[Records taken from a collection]
## Begin

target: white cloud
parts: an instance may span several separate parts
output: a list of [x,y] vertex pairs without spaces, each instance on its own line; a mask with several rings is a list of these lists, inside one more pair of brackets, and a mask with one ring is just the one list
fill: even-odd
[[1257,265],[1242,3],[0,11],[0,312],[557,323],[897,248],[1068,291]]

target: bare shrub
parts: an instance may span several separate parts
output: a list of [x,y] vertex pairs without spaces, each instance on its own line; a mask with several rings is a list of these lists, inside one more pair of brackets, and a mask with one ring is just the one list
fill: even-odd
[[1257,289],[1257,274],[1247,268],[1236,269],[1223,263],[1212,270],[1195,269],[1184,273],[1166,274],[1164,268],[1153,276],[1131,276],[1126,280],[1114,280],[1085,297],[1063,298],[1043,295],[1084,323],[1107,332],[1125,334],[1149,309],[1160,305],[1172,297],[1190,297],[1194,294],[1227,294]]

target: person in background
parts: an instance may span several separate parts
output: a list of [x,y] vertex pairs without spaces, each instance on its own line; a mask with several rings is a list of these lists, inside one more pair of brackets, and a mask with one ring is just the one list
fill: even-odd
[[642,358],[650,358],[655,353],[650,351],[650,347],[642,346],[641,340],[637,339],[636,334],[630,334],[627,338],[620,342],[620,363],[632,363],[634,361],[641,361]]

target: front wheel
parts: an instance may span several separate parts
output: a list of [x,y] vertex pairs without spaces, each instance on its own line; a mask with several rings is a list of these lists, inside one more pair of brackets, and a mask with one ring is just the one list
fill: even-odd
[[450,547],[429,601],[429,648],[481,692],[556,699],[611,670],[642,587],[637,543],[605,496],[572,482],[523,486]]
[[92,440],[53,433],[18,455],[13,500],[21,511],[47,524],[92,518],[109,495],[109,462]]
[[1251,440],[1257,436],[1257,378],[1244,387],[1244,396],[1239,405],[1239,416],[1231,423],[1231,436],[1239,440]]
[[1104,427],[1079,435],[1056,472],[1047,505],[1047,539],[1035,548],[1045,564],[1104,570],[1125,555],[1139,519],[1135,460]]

## End

• Written exercise: Reproduce the material above line for line, with no changes.

• Response:
target: white cloud
parts: an instance may span several separate parts
output: a list of [x,y] vertex pairs without spaces, each instance on its own line; a mask with several rings is a list of these lists, inside one more pair of brackets, and a mask with one ring is just the one list
fill: even-odd
[[1257,265],[1242,3],[0,11],[0,312],[557,323],[897,248],[1068,291]]

target: bare shrub
parts: an instance may span several separate parts
output: a list of [x,y] vertex pairs without spaces, each instance on its own line; a mask with several rings is a list of these lists, inside one more pair of brackets, and a mask with one ring is just the one list
fill: even-odd
[[1257,289],[1257,274],[1247,268],[1236,269],[1223,263],[1212,270],[1195,269],[1184,273],[1166,274],[1164,268],[1153,276],[1131,276],[1126,280],[1114,280],[1085,297],[1063,298],[1043,295],[1084,323],[1107,332],[1125,334],[1149,309],[1160,305],[1172,297],[1190,297],[1194,294],[1227,294]]

target: person in background
parts: an instance may span several separate parts
output: a list of [x,y] vertex pairs without spaces, each instance on its own line; a mask with several rings is a list of these lists, inside one more pair of brackets, and a mask with one ring is just the one list
fill: even-odd
[[642,358],[650,358],[655,353],[650,351],[650,347],[642,346],[641,340],[637,339],[636,334],[630,334],[627,338],[620,342],[620,363],[632,363],[634,361],[641,361]]

target: front wheel
parts: an instance may span several separate parts
output: a list of [x,y] vertex pairs without spaces, each instance on its own line; a mask with several rings is a list of these lists, inside one more pair of brackets, and a mask with one ring is just the one list
fill: even-odd
[[450,547],[429,601],[429,648],[481,692],[556,699],[611,670],[642,587],[637,543],[605,496],[572,482],[523,486]]
[[92,440],[53,433],[18,455],[13,500],[21,511],[47,524],[92,518],[109,495],[109,462]]
[[1251,440],[1257,436],[1257,378],[1244,387],[1244,396],[1239,405],[1239,416],[1231,423],[1231,436],[1239,440]]
[[1104,427],[1079,435],[1056,472],[1047,505],[1047,539],[1035,548],[1045,564],[1104,570],[1125,555],[1139,519],[1135,460]]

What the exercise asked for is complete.